____ INPUT FOR THIS TASK
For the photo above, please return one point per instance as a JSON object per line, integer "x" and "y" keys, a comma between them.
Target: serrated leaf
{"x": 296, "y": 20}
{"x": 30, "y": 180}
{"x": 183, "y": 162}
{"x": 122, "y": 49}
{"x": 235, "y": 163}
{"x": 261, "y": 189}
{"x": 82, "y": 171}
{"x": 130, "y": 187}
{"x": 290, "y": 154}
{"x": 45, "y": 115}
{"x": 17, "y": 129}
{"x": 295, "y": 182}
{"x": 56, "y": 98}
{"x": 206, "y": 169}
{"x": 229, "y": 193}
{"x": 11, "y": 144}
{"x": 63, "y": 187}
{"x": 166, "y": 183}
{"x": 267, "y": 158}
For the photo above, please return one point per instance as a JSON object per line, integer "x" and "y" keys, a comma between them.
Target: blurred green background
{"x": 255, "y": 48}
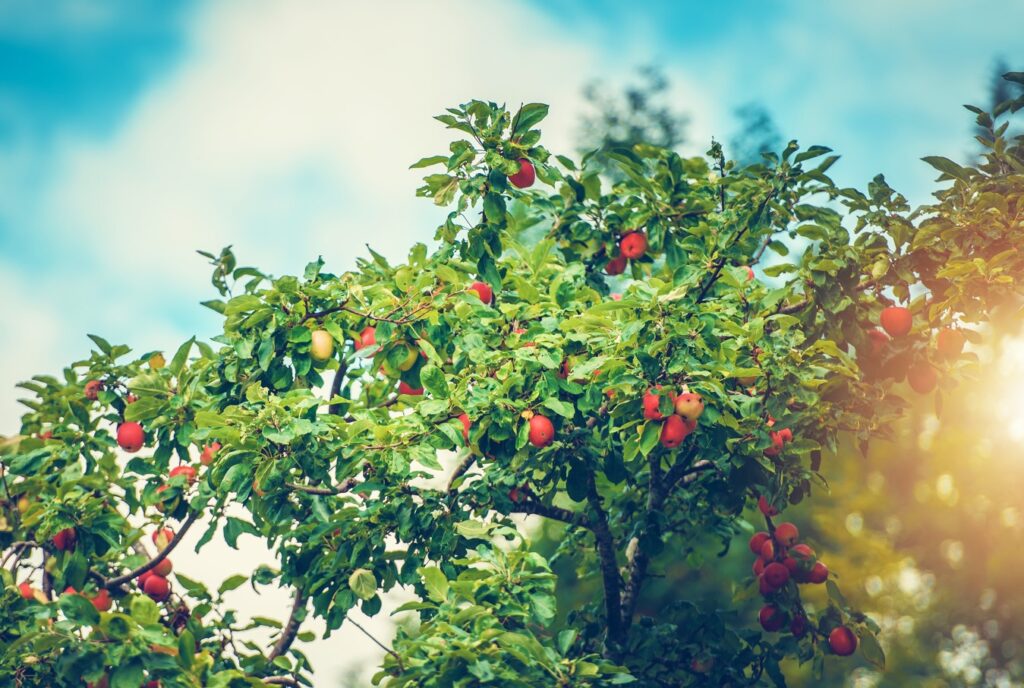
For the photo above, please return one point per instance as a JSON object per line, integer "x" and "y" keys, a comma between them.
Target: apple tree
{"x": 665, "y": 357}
________
WORK TO BE COMPLETED: Please write out all the material above as a numbered list, line by line, with no blank lines and the pictures left out.

RESPONSE:
1. For the photo above, please return one point per instance as a JSON object per line, integer "x" and "y" keys, a comma between them.
2. Target: serrated leaf
3. {"x": 296, "y": 20}
4. {"x": 30, "y": 180}
5. {"x": 183, "y": 162}
6. {"x": 122, "y": 49}
7. {"x": 235, "y": 163}
8. {"x": 261, "y": 189}
9. {"x": 82, "y": 171}
10. {"x": 130, "y": 187}
11. {"x": 290, "y": 154}
12. {"x": 45, "y": 115}
13. {"x": 17, "y": 129}
14. {"x": 295, "y": 182}
15. {"x": 56, "y": 98}
16. {"x": 206, "y": 169}
17. {"x": 229, "y": 193}
18. {"x": 11, "y": 144}
19. {"x": 63, "y": 187}
20. {"x": 166, "y": 183}
21. {"x": 267, "y": 158}
22. For the photo above, please return one point per instance as a JSON object per line, integer "x" and "y" keys, a comma between them.
23. Target: blurred green background
24. {"x": 255, "y": 48}
25. For the photo above, please return one point per instance as a JSON object per line, integer "x" and "y" keys, a comma between them.
26. Target: apple tree
27. {"x": 665, "y": 357}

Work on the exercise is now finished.